* **Input data**
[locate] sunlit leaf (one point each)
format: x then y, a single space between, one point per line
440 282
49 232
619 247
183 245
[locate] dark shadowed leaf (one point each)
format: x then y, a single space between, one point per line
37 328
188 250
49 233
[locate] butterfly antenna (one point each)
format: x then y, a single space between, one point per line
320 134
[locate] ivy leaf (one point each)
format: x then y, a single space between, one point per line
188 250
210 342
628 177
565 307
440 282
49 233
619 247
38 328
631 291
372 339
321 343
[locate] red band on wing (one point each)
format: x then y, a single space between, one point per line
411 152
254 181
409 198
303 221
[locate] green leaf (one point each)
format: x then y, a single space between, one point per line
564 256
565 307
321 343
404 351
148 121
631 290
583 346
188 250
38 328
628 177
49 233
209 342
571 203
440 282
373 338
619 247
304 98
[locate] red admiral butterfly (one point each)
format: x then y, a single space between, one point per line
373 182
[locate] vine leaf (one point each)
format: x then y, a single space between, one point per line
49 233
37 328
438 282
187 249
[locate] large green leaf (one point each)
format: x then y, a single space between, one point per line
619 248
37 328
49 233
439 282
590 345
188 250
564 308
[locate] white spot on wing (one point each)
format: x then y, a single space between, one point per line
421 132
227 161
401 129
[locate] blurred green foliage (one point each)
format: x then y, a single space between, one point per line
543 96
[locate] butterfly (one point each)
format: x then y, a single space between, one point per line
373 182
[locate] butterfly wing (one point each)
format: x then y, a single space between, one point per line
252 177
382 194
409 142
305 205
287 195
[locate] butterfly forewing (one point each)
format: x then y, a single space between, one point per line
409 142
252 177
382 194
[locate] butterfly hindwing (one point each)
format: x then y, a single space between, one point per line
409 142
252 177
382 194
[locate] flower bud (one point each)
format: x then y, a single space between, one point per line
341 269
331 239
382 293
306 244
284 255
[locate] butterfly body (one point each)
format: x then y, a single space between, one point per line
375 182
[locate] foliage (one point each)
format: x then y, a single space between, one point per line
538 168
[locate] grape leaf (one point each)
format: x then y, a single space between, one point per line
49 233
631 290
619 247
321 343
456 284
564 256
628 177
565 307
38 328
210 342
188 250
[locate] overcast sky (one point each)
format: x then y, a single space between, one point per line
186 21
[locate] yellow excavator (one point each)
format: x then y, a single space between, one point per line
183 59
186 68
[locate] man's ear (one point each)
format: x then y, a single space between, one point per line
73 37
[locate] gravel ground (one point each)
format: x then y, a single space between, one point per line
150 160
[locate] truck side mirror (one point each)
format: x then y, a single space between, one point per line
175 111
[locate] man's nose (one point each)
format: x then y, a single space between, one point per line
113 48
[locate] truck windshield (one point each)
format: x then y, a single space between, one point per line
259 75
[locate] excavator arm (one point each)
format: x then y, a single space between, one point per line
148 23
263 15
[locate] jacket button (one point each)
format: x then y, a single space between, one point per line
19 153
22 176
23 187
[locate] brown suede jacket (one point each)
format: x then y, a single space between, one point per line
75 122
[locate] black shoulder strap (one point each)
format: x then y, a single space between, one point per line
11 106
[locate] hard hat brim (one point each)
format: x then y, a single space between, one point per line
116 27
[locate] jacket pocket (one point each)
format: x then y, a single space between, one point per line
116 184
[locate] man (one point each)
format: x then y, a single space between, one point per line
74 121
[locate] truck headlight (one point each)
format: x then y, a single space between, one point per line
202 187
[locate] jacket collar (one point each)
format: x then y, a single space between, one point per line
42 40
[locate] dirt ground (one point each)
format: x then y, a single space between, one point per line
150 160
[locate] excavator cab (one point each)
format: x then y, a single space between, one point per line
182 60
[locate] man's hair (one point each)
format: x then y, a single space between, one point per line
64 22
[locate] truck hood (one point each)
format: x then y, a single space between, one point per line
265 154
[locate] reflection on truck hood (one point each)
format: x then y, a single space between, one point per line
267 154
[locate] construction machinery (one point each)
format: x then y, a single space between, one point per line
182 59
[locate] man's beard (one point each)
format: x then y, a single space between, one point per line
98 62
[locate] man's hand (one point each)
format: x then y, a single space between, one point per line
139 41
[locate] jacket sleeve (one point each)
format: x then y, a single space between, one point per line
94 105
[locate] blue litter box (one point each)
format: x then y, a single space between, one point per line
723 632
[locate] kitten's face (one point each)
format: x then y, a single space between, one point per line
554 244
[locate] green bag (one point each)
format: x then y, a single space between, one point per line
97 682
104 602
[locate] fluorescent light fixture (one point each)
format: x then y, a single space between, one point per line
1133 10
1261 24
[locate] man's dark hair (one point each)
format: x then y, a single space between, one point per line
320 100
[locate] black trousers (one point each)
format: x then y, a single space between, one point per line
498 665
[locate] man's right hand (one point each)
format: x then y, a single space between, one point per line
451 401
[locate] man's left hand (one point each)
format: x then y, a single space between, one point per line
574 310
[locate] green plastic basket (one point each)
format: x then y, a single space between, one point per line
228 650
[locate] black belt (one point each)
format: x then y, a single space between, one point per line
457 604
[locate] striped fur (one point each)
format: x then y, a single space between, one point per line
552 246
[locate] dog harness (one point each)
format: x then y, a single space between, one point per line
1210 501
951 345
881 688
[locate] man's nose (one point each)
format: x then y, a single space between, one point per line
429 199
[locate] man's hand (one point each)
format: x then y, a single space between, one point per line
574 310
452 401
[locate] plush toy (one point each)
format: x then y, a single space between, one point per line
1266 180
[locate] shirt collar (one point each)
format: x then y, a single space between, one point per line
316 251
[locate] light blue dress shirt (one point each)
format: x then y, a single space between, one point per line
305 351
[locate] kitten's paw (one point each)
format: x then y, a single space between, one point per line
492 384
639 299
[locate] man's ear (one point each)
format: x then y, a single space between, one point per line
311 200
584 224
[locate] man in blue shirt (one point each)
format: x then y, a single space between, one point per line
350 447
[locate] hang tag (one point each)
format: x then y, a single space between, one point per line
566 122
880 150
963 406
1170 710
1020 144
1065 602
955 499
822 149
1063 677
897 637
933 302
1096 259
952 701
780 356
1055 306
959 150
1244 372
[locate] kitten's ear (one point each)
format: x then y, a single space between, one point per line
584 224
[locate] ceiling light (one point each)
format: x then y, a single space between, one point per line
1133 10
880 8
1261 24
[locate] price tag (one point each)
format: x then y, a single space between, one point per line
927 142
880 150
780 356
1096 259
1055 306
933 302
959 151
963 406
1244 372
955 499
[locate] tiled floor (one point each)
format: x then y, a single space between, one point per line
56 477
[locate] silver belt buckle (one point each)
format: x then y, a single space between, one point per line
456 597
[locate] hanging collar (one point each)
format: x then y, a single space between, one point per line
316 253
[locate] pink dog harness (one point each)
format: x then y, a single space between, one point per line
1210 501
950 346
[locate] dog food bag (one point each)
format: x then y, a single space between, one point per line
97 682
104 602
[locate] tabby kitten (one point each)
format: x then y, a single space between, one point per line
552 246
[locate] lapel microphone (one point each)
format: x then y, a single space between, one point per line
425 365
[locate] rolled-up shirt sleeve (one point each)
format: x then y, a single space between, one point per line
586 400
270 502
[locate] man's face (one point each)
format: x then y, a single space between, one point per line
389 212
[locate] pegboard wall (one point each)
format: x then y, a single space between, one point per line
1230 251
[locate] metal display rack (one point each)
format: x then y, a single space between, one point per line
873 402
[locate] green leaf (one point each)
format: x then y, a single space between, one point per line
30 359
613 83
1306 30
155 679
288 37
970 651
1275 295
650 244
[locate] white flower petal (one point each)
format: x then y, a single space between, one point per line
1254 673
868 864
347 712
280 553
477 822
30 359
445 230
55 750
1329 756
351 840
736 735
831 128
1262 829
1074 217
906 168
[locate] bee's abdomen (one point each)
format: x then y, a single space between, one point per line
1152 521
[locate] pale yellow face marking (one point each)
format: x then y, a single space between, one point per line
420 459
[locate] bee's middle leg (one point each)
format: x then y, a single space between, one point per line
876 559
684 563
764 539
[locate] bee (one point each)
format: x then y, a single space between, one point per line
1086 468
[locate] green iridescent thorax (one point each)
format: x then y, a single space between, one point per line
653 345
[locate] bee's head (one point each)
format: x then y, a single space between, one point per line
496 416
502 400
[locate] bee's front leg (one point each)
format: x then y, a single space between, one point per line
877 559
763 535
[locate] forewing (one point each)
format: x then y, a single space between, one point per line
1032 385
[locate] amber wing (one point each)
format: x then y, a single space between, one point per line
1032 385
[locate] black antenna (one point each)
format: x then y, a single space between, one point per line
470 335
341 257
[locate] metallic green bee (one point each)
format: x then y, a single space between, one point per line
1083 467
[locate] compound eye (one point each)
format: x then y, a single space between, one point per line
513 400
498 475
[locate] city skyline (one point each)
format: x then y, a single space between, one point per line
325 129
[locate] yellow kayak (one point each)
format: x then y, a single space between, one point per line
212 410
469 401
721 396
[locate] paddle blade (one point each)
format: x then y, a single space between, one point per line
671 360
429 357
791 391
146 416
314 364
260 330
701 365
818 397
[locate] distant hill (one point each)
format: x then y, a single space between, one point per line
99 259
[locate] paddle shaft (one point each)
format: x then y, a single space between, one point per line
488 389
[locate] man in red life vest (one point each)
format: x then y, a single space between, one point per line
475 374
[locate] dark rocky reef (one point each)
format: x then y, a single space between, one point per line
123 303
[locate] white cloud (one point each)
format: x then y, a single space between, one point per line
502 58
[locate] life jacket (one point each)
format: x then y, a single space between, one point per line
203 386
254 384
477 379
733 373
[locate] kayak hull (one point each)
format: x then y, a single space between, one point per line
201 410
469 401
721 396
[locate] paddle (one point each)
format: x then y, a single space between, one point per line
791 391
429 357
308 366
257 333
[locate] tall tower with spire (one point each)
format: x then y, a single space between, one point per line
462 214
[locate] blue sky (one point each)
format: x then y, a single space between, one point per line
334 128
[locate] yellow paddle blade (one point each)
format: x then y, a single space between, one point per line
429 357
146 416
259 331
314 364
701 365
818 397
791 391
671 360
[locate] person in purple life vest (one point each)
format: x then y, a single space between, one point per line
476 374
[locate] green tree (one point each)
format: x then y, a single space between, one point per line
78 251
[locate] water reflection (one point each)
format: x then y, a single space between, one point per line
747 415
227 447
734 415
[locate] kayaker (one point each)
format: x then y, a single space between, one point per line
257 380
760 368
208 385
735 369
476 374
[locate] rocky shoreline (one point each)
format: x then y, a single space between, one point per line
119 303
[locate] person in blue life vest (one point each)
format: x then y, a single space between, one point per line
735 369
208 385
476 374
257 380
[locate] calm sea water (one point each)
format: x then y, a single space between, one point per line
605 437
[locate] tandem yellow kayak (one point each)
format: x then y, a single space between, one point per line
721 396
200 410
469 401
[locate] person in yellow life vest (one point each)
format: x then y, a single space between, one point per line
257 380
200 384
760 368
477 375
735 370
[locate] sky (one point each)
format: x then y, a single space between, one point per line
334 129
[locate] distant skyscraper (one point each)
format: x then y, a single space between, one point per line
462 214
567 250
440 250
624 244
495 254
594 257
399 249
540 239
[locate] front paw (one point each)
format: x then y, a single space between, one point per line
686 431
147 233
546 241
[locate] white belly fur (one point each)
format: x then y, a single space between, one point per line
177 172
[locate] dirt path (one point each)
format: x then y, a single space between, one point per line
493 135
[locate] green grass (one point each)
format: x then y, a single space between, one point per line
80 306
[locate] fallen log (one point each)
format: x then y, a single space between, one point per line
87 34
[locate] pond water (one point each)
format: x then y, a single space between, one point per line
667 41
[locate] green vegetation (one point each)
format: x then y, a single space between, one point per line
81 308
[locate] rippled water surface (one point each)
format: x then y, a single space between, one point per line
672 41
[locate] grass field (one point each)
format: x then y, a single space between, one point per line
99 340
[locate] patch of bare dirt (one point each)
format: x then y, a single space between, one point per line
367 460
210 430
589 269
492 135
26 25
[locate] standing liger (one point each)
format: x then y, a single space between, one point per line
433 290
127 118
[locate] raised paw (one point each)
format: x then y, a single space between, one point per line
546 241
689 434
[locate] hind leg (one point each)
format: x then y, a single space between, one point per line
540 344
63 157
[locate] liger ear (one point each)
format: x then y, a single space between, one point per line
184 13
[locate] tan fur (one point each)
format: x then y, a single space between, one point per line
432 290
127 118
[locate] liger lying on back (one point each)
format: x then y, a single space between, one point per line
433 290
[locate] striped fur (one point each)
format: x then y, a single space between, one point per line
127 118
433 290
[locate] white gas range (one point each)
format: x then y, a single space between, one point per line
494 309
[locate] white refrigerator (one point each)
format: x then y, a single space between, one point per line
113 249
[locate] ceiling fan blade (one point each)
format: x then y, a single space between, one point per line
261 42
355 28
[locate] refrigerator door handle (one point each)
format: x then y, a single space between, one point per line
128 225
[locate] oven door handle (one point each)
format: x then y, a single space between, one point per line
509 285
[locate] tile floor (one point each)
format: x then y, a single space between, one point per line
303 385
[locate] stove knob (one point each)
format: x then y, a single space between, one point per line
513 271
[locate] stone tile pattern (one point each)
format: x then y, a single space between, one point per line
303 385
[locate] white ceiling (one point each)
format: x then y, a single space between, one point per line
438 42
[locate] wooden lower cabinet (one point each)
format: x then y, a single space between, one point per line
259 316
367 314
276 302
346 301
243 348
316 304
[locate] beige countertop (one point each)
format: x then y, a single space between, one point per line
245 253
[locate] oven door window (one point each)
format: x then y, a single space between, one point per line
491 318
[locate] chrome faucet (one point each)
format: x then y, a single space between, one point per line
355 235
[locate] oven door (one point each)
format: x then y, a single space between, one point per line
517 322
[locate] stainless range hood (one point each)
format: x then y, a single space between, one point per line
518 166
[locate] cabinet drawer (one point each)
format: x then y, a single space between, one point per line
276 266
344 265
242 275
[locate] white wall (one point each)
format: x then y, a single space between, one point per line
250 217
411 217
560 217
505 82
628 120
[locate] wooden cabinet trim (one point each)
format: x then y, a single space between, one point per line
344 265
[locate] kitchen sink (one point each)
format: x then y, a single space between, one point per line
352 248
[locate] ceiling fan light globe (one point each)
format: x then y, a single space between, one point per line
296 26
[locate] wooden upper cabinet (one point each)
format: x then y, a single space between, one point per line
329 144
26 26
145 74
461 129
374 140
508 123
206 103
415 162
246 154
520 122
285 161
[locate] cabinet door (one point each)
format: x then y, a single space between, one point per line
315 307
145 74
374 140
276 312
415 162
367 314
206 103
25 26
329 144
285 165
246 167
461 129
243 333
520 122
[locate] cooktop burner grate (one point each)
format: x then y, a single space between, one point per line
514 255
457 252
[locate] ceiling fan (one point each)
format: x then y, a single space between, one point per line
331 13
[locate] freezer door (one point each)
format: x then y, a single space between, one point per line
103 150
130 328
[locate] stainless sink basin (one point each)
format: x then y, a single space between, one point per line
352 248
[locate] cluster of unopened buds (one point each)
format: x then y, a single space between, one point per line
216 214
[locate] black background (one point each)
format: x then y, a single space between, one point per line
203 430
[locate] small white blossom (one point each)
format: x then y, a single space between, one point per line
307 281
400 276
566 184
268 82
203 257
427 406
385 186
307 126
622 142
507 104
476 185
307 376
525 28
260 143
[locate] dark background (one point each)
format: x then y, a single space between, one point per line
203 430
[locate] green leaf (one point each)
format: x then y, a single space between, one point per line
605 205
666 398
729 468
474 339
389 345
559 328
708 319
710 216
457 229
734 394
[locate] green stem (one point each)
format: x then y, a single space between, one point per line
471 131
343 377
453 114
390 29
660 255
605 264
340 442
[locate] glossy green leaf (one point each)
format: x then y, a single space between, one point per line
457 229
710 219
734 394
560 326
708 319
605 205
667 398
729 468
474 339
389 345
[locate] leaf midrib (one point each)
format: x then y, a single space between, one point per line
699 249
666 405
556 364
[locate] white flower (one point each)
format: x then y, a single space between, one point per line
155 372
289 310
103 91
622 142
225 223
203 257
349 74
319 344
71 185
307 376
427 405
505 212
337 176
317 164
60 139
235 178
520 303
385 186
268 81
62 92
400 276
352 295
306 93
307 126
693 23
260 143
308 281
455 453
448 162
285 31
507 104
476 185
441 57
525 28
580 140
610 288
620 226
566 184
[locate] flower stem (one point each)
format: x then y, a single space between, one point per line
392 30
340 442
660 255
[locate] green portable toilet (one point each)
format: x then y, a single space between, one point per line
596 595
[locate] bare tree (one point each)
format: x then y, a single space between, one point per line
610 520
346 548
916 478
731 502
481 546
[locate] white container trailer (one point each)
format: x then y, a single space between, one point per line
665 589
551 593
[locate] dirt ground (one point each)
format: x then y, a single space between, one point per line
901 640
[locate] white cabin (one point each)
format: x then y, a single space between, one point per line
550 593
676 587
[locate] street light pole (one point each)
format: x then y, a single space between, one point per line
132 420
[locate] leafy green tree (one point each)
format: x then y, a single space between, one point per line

* **Task prompt**
Repeat exactly, and only, the lines from the line containing "[locate] flower stem (one point each)" through the last line of the records above, both included.

* **Exercise answer**
[locate] flower stem (one point each)
format: x then y, a single space between, one point per line
392 30
340 442
660 255
[locate] green portable toilet (one point each)
format: x then y, a single space between, one point per line
596 595
[locate] bare tree (one point each)
format: x then y, a single space between, one point per line
610 520
346 548
916 478
731 502
481 546
[locate] white container trailer (one point each)
format: x then y, a single space between, one point per line
665 589
551 593
[locate] dirt ground (one point each)
format: x then y, a single space between, one point per line
901 640
[locate] white cabin (one point each)
format: x then y, a single space between, one point per line
550 593
676 587
[locate] street light pole (one point each)
format: x then y, a single space between, one point per line
132 420
[locate] leafy green tree (one point each)
format: x then y, a single space between, one point per line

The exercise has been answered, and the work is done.